Below are some records; output exactly the lines from the line with "Wildlife-tally request: put a marker on the balcony" to the line with "Wildlife-tally request: put a marker on the sky", both ends kept, and nothing more.

**********

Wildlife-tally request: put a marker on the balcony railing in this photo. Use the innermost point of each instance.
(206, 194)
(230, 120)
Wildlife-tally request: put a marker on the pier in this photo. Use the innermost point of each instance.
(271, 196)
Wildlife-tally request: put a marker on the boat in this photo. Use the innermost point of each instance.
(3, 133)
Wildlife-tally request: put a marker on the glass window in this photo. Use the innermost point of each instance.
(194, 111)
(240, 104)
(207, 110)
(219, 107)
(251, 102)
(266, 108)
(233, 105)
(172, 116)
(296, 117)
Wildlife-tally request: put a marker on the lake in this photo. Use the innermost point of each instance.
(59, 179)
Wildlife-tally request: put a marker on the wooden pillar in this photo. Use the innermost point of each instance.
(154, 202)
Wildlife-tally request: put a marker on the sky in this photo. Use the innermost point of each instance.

**********

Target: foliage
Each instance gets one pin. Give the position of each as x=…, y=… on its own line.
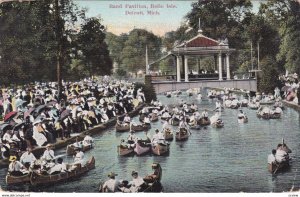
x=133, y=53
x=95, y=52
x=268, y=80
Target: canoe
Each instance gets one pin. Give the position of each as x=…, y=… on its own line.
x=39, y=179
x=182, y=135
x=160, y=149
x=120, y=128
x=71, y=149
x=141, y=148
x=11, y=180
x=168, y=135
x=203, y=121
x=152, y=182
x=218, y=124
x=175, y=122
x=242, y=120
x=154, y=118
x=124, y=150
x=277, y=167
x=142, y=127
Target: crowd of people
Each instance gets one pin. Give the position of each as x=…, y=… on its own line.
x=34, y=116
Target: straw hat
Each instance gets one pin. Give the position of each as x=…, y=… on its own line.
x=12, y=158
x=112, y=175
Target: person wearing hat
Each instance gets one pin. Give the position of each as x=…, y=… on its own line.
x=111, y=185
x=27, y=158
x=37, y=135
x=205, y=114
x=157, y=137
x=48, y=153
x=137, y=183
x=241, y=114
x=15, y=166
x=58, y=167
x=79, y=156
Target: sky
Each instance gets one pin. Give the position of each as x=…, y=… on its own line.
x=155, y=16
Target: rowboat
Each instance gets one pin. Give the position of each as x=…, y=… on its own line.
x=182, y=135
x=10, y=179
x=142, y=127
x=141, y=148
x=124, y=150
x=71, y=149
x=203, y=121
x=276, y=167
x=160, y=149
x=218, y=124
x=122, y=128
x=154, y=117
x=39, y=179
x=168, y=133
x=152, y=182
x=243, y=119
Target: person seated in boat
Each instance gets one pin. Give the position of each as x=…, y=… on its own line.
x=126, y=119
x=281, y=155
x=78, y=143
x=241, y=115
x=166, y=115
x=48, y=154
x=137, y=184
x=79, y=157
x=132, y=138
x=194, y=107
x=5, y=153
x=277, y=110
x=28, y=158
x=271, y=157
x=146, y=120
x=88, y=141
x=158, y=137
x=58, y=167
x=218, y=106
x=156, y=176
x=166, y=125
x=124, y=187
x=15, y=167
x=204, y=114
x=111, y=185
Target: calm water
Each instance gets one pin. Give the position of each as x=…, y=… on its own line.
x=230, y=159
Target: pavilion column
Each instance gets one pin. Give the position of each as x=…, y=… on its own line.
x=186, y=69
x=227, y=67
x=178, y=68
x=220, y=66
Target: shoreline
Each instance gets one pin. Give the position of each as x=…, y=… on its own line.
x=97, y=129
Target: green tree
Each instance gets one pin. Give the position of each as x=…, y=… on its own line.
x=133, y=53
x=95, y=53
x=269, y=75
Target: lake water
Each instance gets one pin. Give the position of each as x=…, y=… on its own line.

**********

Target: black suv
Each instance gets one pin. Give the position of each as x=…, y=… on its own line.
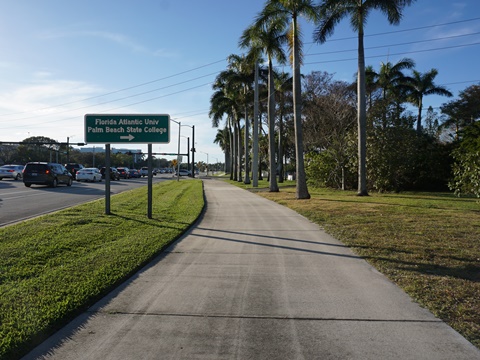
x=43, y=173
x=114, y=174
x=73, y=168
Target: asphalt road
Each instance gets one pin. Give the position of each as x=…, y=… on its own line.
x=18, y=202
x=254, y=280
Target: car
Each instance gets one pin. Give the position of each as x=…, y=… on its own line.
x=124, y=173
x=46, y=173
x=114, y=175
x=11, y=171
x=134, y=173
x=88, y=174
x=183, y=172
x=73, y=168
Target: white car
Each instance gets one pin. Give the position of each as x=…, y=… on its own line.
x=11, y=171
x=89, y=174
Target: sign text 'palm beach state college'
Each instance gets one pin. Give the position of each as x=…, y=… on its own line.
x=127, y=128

**********

-- OUTPUT --
Wildlife-tally request: put a marker on the balcony railing in this photo. Use the innermost point of each instance.
(206, 194)
(230, 120)
Wildlife-tally request: put a marker on the pier in this photo. Use the innermost point of each instance.
(271, 196)
Wildlife-tally request: put a marker on the boat in this photo. Use the innermost point of each instance.
(3, 133)
Wildlife-tally request: put a marker on the glass window in this photo. Use the innermost point of each instance.
(194, 111)
(240, 104)
(207, 110)
(219, 107)
(251, 102)
(266, 108)
(233, 105)
(172, 116)
(296, 117)
Wildlife-tally request: put a marker on the lake in this photo. Use the innermost point of each instance.
(59, 179)
Wildlife-tally request: put a marker on the wooden pillar in this photo. Use the innermost point of each instance.
(154, 202)
Wildlife-tally request: put a marker on the sky in this photo. Use the innermost point of each instance.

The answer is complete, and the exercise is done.